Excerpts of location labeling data

_ _ _

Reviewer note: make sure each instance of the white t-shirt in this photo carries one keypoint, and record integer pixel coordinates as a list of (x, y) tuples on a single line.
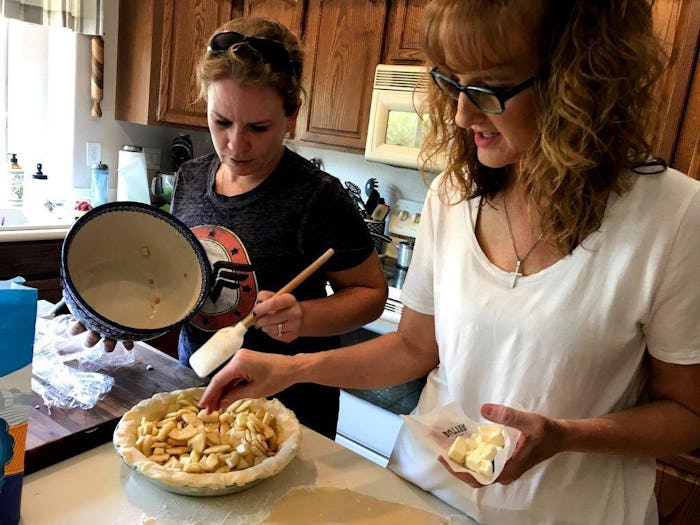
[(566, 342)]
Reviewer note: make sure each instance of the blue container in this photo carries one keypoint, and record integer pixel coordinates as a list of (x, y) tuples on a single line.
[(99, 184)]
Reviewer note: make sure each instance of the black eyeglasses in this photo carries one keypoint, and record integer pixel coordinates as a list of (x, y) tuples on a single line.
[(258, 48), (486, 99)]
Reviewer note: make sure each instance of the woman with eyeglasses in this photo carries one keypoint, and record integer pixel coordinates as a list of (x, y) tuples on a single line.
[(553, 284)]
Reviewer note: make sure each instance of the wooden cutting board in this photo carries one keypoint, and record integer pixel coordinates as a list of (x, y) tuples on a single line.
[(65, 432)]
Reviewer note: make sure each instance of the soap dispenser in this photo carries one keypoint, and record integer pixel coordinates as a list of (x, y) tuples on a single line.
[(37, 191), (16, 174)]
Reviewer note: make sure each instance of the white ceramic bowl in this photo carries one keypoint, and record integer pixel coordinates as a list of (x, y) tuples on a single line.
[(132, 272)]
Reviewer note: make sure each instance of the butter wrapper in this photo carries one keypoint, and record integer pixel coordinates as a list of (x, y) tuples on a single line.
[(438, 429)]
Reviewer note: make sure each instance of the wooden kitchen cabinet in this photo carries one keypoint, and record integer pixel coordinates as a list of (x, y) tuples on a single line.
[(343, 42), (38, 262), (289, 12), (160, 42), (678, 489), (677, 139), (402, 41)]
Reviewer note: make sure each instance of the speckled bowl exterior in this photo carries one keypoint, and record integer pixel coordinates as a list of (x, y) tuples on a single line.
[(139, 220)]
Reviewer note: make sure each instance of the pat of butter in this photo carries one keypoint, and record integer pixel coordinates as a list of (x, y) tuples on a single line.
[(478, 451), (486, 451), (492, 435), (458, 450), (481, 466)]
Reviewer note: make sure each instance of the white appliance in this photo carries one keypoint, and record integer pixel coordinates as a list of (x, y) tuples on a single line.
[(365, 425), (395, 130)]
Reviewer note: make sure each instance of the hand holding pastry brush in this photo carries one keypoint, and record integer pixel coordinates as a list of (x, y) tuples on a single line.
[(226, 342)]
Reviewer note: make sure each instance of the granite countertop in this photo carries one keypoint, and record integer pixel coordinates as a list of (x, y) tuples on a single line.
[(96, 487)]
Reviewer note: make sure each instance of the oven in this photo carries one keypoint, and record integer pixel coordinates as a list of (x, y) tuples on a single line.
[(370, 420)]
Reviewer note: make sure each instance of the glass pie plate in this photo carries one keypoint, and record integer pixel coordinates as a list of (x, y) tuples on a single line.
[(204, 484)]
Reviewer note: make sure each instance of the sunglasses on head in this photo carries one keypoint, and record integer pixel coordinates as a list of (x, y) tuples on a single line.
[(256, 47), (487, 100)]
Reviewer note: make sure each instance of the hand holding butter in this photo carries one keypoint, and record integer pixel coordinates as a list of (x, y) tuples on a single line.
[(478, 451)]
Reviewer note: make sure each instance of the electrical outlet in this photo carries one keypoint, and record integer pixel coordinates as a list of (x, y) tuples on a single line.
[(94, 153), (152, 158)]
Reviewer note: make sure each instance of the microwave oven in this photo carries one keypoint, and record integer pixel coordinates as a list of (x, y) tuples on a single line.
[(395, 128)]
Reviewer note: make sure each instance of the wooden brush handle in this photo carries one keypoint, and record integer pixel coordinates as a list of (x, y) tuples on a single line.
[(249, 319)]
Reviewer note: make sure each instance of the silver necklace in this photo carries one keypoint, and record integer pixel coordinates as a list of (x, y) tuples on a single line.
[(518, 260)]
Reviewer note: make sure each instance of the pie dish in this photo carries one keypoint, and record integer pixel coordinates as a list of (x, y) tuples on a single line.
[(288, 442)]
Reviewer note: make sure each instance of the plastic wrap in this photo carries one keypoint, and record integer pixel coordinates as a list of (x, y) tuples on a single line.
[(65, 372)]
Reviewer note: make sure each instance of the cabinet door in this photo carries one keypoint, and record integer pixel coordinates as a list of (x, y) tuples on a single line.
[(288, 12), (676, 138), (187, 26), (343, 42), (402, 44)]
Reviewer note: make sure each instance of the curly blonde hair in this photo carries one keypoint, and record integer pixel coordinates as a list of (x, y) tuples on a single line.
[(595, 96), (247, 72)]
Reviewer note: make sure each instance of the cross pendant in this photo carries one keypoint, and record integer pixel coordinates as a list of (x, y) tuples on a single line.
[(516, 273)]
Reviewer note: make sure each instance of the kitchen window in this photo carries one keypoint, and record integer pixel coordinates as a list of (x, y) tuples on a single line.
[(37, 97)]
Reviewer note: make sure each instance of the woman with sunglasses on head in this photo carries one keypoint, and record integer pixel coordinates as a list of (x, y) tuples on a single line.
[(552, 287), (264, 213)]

_ _ _

* TASK OBJECTIVE *
Write out the entries from the beginning through the line with "[(566, 342)]", substituting "gray t-shirt" for "white t-shirt" and keeping everything else the same. Leave the pictures out.

* IN RESPONSE *
Reviewer note: make sure each instance of the gray t-shirt in this photo carries one keypoint, and record integer pixel coordinates as a list of (x, y) tuples on a single line.
[(566, 342)]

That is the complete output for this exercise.